By Revin Mikhael D. Ochave, Reporter
THE Philippine Competition Commission (PCC) is aiming to finish by the end of 2022 the investigation of six cases related to cartels or abuse of dominant position.
According to the PCC, it is targeting within the year to rule on all competition cases submitted for decision, including the six cartel cases, apart from investigations that have been pending for at least two years.
“[We are targeting] for six statements of objections or show-cause orders or some form of remedy or conclusion to any investigation that is ongoing, whether two years old or more, or less than two years, to be concluded. Six cases [are] to be concluded before the end of the year,” PCC Officer-in-Charge (OIC) Chairperson Johannes Benjamin R. Bernabe told reporters during a virtual press conference on Wednesday.
Mr. Bernabe disclosed that the PCC has a two-year limit that is internally imposed when it comes to the investigation of cases. However, he said that there are exceptions to the limit due to difficulties experienced during the investigation such as challenges in finding evidence.
“[We want] to make sure that whatever cases that are still pending before the enforcement office, particularly those which have been ongoing for more than two years in terms of investigation will be concluded by our enforcement office either by termination or archiving, by filing statements of objections when warranted, or pursuing some form of non-adversarial remedies to put a stop to any anti-competitive practice,” Mr. Bernabe said.
Mr. Bernabe became the PCC’s top official after former PCC chairperson Arsenio M. Balisacan was tapped by President Ferdinand R. Marcos, Jr. as the new Socioeconomic Planning secretary.

SUPPLIED DATA:
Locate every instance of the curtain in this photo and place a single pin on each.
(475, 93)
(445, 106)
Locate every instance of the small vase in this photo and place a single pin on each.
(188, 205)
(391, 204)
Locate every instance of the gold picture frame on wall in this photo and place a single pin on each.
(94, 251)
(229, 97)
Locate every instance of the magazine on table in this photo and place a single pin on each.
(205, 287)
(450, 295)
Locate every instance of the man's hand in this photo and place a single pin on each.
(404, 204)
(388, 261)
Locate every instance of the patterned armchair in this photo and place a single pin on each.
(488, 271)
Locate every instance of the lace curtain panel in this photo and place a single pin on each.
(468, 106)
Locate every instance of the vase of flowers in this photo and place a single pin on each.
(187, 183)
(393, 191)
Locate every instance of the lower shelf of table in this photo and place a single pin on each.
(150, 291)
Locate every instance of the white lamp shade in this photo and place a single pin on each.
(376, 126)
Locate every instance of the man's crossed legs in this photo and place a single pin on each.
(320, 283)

EXERCISE AIM:
From the article on the Philippine Competition Commission, copy word for word the passage from "By Revin Mikhael" to "of dominant position.". The items are separate material and do not relate to the article on the Philippine Competition Commission.

EXERCISE OUTPUT:
By Revin Mikhael D. Ochave, Reporter
THE Philippine Competition Commission (PCC) is aiming to finish by the end of 2022 the investigation of six cases related to cartels or abuse of dominant position.